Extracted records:
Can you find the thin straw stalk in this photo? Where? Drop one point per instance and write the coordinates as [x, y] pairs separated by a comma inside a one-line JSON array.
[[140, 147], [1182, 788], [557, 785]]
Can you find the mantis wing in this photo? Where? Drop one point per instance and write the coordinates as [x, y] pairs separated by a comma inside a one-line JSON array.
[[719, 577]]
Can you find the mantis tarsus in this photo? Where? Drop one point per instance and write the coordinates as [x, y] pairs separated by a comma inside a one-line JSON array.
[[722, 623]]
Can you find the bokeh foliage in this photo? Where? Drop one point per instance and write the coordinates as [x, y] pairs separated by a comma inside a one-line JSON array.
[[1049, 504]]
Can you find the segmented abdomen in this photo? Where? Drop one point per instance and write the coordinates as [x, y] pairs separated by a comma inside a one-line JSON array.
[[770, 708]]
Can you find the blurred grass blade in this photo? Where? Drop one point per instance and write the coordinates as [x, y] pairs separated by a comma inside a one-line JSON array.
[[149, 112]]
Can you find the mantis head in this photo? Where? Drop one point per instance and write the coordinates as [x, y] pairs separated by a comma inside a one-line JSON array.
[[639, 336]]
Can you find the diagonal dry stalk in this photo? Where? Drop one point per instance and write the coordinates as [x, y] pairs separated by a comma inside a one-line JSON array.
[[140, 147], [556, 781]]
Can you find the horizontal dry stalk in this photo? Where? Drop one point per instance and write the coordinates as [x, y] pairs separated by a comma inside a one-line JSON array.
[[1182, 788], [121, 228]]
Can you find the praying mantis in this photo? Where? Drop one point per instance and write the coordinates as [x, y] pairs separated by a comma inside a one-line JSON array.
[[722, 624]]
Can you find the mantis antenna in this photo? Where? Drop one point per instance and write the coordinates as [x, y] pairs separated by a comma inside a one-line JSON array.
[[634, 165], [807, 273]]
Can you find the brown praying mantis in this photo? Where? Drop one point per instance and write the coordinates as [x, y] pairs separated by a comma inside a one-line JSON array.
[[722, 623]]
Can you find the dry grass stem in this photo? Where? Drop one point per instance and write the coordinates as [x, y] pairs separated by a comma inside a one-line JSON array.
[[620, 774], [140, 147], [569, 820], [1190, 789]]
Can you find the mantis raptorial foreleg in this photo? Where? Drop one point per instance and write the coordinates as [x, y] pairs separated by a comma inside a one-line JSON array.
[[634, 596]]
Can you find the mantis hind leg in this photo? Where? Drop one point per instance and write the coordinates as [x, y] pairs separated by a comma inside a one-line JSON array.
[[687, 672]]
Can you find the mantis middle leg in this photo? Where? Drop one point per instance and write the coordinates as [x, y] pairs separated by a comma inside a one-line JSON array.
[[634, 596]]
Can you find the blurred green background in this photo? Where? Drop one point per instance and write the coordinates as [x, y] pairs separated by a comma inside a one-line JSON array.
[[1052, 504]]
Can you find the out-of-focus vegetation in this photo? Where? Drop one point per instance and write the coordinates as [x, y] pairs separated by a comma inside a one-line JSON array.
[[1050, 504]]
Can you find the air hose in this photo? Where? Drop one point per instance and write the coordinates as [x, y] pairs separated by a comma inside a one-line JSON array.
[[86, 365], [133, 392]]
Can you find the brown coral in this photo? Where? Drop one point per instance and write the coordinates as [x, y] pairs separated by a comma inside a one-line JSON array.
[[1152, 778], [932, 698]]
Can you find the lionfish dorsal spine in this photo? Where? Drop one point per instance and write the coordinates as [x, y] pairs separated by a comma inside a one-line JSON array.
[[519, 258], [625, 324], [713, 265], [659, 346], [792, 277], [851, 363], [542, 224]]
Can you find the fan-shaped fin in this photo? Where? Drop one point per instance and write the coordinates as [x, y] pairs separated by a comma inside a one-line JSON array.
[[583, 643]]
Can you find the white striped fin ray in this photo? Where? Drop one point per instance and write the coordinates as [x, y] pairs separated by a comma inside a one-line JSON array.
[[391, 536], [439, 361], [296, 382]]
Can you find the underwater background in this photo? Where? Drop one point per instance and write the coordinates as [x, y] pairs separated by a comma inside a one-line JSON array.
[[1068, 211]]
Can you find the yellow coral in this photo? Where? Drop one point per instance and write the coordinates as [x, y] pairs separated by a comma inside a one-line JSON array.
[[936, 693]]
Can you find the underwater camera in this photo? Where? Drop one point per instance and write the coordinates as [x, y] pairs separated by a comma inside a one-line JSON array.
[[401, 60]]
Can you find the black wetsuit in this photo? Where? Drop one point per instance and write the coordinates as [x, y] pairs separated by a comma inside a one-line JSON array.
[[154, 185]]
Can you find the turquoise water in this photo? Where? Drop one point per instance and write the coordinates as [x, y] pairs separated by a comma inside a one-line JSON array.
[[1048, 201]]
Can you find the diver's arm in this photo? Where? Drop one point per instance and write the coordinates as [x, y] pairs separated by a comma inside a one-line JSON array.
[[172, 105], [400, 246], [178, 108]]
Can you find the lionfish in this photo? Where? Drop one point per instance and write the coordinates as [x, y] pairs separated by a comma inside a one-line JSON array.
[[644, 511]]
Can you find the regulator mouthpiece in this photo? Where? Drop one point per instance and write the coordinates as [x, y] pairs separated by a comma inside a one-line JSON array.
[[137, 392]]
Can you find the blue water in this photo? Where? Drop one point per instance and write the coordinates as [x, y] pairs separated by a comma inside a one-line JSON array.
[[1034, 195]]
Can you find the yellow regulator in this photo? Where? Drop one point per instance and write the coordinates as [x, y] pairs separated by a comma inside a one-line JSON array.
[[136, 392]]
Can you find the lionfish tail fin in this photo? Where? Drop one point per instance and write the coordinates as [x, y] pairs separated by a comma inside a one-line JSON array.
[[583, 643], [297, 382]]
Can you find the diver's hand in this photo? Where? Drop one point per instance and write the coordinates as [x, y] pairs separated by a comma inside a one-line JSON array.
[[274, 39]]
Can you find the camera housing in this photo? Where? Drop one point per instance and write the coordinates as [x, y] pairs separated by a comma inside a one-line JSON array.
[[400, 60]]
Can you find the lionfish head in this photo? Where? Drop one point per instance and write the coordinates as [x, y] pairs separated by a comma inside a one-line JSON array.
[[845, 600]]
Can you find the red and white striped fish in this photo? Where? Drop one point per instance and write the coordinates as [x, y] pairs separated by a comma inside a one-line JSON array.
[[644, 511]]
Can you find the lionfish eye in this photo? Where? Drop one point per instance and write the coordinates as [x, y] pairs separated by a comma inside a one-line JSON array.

__TASK OBJECTIVE__. Copy the data exactly as it was presented.

__EXPECTED ANSWER__.
Can you find the thin straw stalk in this photo? Where? Drop one point per instance and write the coordinates as [x, y] pairs separated by a comma inside a one-line JSON array.
[[140, 147], [1182, 788], [557, 785]]
Can you find the mantis wing in this photo? Where? Drop one point per instance and write the coordinates as [x, y] pairs separated by a comma inside a one-line JSON array.
[[719, 577]]
Can you find the mantis tarsus in this photo? Where? Drop one point per instance and write the coordinates as [x, y] pairs separated by a comma inside a one-line JSON array.
[[722, 623]]
Can you find the bokeh foliage in this photo? Where? Drop one point per instance and write the coordinates as [x, y] pairs separated by a comma inside a one-line JSON array.
[[1049, 504]]
Can you find the segmented abdomen in this photo? Where? Drop one point per instance and write the coordinates as [x, y] pairs separated by a comma inside a one-line JSON array.
[[770, 708]]
Can you find the blurred grass blade in this photo? Where? Drop one point per instance and write the coordinates as [x, y] pairs separated by a comma inside a one-line JSON array.
[[149, 112]]
Can you find the mantis head in this photo? Where? Drop one point per instance and write the coordinates as [x, y] pairs separated by a comma inside a one-line JSON array.
[[639, 336]]
Can you find the diagonal dry stalk in this photo? Where? Drop one point per instance and write the coordinates as [x, y] pairs separated by a comma inside a one-line JSON array.
[[140, 147], [556, 781]]
Can you find the horizontal dry stalk in this photo? Where? Drop one point per instance and write the coordinates as [x, y] pairs separated by a comma inside a one-line JSON array.
[[1182, 788], [121, 228]]
Can you find the praying mantis in this photo? Where? Drop one point per instance and write the coordinates as [x, y] pairs separated by a comma inside a one-line JSON array.
[[722, 624]]
Can you find the mantis antenna in this photo? Where? Drop one point per instance and write the coordinates as [x, y] pairs separated by a comma inside a one-line JSON array.
[[634, 165], [807, 273]]
Can you find the brown praying mantis in this photo? Where? Drop one point per instance and write the coordinates as [x, y] pairs separated by a comma inside a one-line JSON array.
[[722, 623]]
Can you find the dry grass stem in this photo? Where? Drop one point per instance and write the coordinates as [x, y] pairs separated by a comma inside a one-line JSON array.
[[620, 774], [140, 147], [569, 820], [1190, 789]]
Can you find the mantis raptorial foreleg in this photo? Where? Drop one point per instance and write the coordinates as [x, y] pairs separated by a comma inside a one-line JSON array.
[[634, 596]]
Can you find the mantis hind leg in this photo? Where? Drop one point per instance and write the coordinates as [x, y] pairs separated by a comma inside a one-line JSON array.
[[687, 672]]
Can you find the mantis middle leg in this photo? Where? Drop one point per instance and write the coordinates as [x, y] pairs separated by a comma inside a one-line JSON array.
[[634, 596]]
Can you find the blurred green background in this photo? Where? Drop one point per instance and write the coordinates as [x, y] pairs separated by a comma inside a one-line JSON array.
[[1052, 504]]
Can you find the out-of-focus vegetation in this photo? Where? Drop one point per instance and write the coordinates as [x, y] pairs separated by a comma inside a one-line JSON array.
[[1050, 504]]
Can you find the air hose in this photo? Where? Drop one point per instance and write the coordinates as [x, y] pairs separated by a comma inside a one-line JSON array.
[[86, 365], [133, 392]]
Can you find the brown coral in this photo? Where? Drop one point per instance and write the coordinates as [x, y] pairs separated by a comma inside a one-line JSON array.
[[1152, 778], [932, 698]]
Can you find the lionfish dorsal spine in this photo? Where? Drop one point per instance and write the coordinates as [x, y] pairs separated by a comma inside a one-line JSON array.
[[519, 258], [625, 324], [713, 265], [659, 346], [792, 277], [851, 363], [542, 224]]
Can you find the fan-shaped fin in this photo? Where? Drop one point per instance and write the coordinates as [x, y] pairs separated by a comma inside a one-line JSON array.
[[583, 643]]
Can you find the white striped fin ray in this photo? Where? Drop one point per instance and write the coordinates as [x, y] pairs separated by a comma inside a one-line JSON array.
[[391, 536], [439, 361], [296, 382]]
Can you find the underwater background in this photo? Where? Drop one point per instance and write the coordinates as [x, y] pairs separated by a comma inside a one-line JSON array.
[[1068, 211]]
Can you find the yellow coral in this photo? Where? Drop one point per instance and write the coordinates as [x, y] pairs separated by a comma inside a one-line JSON array.
[[936, 693]]
Can you find the underwater camera in this photo? Where? Drop one point per instance and write the coordinates as [x, y] pairs separated by a comma inside a one-line JSON array.
[[401, 60]]
Can you find the black wetsuit in this photo? Where? Drop one point per instance and write the coordinates as [x, y] pairs separated by a comma inside a one-line JSON array.
[[154, 185]]
Can you find the turquoise water in this photo? Where? Drop one point per instance and write the coordinates as [x, y] pairs separated by a comma inside a one-line JSON array.
[[1048, 201]]
Can you find the diver's arm in this photo? Where? Drop one point per instance and write the coordinates as [x, y] pairs separated by a comma inside a one-line JSON array.
[[172, 105], [400, 246], [178, 108]]
Can you find the lionfish in this photo? Where? Drop one point per instance and write the coordinates as [x, y] pairs separated by a comma inside a one-line JSON array.
[[644, 511]]
Can you find the regulator mouthpiece in this photo? Where? Drop one point per instance and write the coordinates as [x, y] pairs separated by a comma inside a one-line JSON array.
[[137, 392]]
Can you find the blue water in this photo? Where? Drop one point per instance and write the coordinates as [x, y] pairs separated by a comma inside a one-line JSON array.
[[1034, 195]]
Can you find the yellow regulator in this photo? Where? Drop one point per instance and write the coordinates as [x, y] pairs separated by a comma inside a one-line JSON array.
[[136, 392]]
Can you find the lionfish tail fin in this photo? Where? Drop one point per instance and write the coordinates as [x, y] pairs separated by a comma inside a one-line JSON array.
[[583, 643], [297, 382]]
Can you find the diver's hand in this photo? Where? Drop one point per instance and write the coordinates as [x, y] pairs separated by a comma inside a one-line JSON array.
[[274, 39]]
Can you find the camera housing in this photo? Where? Drop one point per instance and write the coordinates as [x, y] pairs separated by a comma inside a one-line JSON array.
[[400, 60]]
Can you find the lionfish head in this photo? Where? Drop one point per instance and write the coordinates as [x, y] pairs separated by a comma inside a one-line JSON array.
[[845, 600]]
Can you find the red and white striped fish in this photo? Where? Drop one point per instance and write the coordinates as [x, y] pairs separated by a comma inside a one-line JSON array.
[[644, 511]]
Can you find the lionfish eye in this photo? Where? Drop one point per instance and write the coordinates as [x, y] pairs separated by a comma inside a one-line JSON array.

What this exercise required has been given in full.